Continue the passage on Venezuela's currency controls and the Sicad 2 exchange system, picking up after its final sentence.

---- Selected text

An upper trading band for the new currency market that’s below about 18 bolivars per dollar won’t ease pressures, according to Rodriguez. In the black market, Venezuelans pay about 88 bolivars per dollar.
The government partially devalued the bolivar last month by moving airlines, incoming foreign investment and travel allowances to rates set at auctions on a secondary system known as Sicad. There it has allowed the rate to fall from 11.3 per dollar to 11.8.
Investors will look to detailed regulations to determine the level of market openness the government will ultimately allow in its third dollar allocation system, Rodriguez said. Economy Vice President Rafael Ramirez said today the central bank is working on rules for Sicad 2, as it will be called.
“It will be a controlled, conditioned market,” Aura Palermo, a currency controls specialist at Caracas-based AP Consulting Group, said by telephone today. “This is not the opening up of a free market. Nowhere does it give the private sector ability to acquire dollars freely.”
Venezuela could sell new bonds for the Sicad 2 market, Ramirez said. The government is working to bring down inflation, he said. Annual consumer price increases have more than doubled to 56 percent during President Nicolas Maduro’s term.

--------
---- Dataset content

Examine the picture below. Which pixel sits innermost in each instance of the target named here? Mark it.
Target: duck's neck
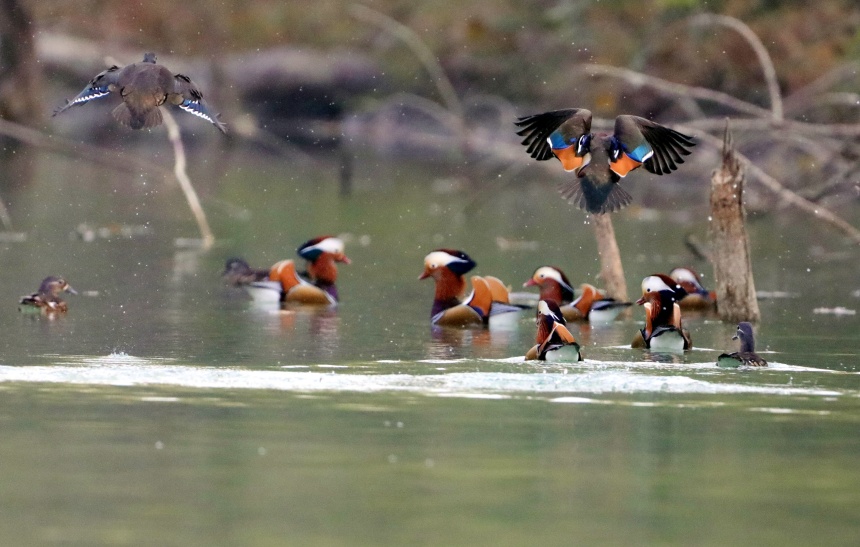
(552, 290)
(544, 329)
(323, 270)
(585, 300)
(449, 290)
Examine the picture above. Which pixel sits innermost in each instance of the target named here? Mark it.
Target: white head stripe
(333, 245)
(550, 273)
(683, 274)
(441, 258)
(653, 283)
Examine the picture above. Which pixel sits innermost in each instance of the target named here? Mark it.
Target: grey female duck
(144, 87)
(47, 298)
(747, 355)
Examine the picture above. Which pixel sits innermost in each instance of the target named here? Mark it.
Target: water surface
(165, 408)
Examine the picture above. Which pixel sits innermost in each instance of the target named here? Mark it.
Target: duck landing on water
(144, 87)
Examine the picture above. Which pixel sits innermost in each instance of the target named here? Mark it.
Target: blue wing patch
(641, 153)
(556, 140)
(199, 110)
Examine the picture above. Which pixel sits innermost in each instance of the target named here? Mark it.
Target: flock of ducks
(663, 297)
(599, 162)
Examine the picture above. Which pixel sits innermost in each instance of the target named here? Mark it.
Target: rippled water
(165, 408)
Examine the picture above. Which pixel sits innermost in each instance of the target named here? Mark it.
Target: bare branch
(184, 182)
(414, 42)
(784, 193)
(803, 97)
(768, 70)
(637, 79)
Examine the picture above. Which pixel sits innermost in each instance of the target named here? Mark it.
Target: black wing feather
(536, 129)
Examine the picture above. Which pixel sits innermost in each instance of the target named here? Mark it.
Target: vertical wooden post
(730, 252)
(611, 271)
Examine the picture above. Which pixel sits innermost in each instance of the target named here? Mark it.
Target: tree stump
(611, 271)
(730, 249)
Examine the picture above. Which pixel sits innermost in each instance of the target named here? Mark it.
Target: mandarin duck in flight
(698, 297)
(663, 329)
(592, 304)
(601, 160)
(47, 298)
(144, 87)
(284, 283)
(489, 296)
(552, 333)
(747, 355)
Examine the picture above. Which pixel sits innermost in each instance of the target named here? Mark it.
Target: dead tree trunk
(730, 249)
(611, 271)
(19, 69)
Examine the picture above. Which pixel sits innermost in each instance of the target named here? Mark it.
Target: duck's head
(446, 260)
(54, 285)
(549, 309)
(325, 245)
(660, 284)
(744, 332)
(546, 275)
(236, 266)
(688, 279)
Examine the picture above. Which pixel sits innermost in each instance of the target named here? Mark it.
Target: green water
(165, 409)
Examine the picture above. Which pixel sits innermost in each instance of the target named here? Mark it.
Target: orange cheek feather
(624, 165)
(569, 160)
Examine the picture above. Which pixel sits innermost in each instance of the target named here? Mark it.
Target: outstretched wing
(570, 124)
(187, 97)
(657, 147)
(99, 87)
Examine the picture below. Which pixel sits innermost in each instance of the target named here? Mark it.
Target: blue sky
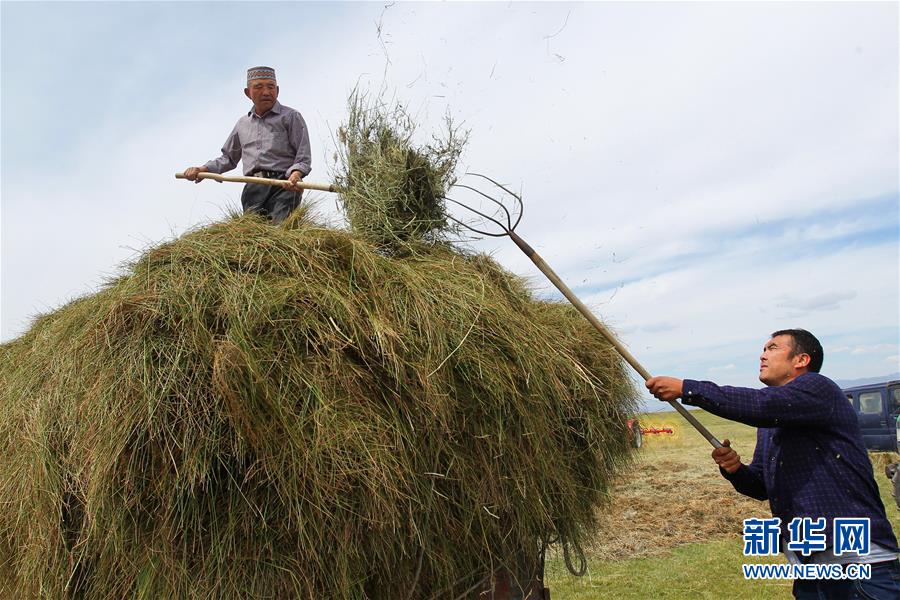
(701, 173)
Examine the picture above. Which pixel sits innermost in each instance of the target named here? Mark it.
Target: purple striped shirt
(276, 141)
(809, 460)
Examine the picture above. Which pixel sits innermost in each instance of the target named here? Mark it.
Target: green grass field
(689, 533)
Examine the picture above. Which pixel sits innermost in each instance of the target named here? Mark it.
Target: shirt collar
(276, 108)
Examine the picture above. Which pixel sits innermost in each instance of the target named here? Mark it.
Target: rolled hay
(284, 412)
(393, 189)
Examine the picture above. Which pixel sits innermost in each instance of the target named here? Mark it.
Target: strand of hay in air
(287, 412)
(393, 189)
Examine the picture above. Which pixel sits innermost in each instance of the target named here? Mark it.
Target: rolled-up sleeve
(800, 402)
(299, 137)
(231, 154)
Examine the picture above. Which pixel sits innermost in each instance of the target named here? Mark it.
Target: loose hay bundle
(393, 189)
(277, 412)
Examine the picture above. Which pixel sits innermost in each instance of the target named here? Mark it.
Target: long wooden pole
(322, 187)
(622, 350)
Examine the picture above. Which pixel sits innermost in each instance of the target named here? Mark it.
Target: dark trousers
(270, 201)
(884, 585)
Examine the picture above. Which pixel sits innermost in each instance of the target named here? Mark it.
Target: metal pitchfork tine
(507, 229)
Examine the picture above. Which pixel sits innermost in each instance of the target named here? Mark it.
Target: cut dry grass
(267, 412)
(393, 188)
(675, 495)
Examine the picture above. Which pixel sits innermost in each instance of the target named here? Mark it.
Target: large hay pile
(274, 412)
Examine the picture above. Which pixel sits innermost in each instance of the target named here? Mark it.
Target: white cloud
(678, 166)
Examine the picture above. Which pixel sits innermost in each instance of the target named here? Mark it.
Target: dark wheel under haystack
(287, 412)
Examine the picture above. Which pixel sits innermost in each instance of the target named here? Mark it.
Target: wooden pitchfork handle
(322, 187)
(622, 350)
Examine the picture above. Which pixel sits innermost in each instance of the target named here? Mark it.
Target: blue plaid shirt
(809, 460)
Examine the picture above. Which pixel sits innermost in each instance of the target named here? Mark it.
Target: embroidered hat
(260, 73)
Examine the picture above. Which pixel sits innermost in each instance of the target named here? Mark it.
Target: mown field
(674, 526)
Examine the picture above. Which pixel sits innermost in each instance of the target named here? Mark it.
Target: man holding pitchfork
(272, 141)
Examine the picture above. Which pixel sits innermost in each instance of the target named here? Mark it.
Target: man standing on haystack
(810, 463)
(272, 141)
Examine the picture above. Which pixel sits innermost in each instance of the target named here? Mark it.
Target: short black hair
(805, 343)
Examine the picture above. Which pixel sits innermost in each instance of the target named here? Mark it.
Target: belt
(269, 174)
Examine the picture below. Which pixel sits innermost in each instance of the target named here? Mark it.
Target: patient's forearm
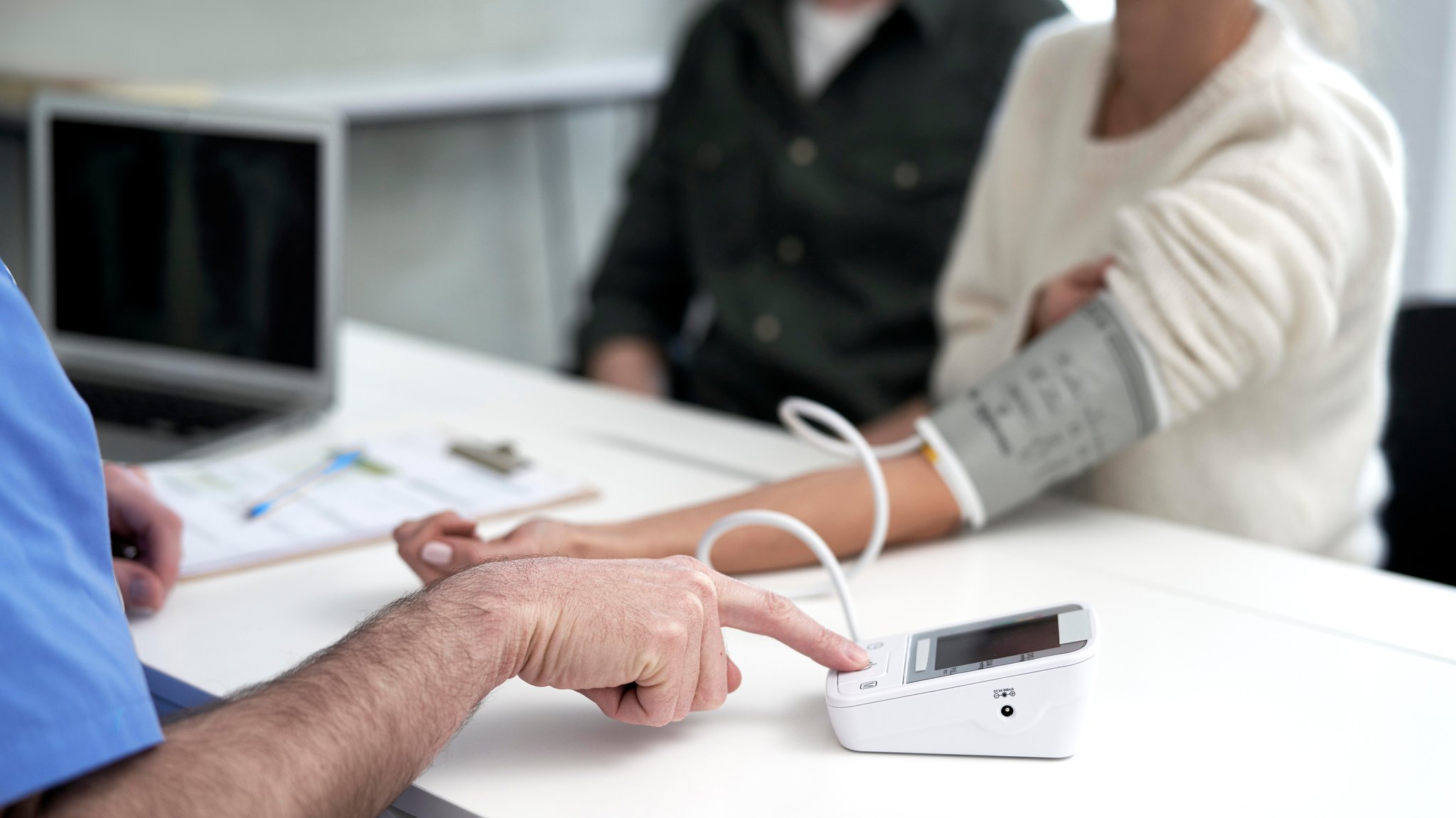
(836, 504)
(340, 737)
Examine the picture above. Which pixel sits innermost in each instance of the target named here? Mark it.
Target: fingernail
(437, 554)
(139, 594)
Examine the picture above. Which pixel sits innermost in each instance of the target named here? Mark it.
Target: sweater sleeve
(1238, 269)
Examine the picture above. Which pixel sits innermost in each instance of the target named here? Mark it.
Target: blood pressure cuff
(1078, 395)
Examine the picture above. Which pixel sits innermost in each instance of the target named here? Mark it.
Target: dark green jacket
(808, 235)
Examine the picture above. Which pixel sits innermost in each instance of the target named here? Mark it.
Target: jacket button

--------

- [Result below]:
Maduro is slated to meet with opposition leaders today in a bid to ease tensions amid protests over shortages of basic goods that have turned violent. Opposition leader Leopoldo Lopez, who has been detained by police, called on Feb. 12 for people to take to the streets to speak out against rising crime, the world’s fastest inflation and shortages.
Optimism about a potential solution to the protests is also helping to boost bonds, said Jorge Piedrahita, the chief executive officer of Torino Capital LLC.
“I urge caution simply because we are far from having a solution,” Piedrahita said in an e-mailed response to questions. “Things may get to be dormant for a time, but as long as the underlying problems are not solved then unrest may resurface very quickly.”
Bonds due in 2017 from PDVSA, as the state oil producer is known, surged 1.62 cents on the dollar to 75.22 cents. PDVSA is the “main beneficiary” from the new law as it has regained the freedom to manage its dollars, according to Asdrubal Oliveros, director of Caracas-based consultancy Ecoanalitica.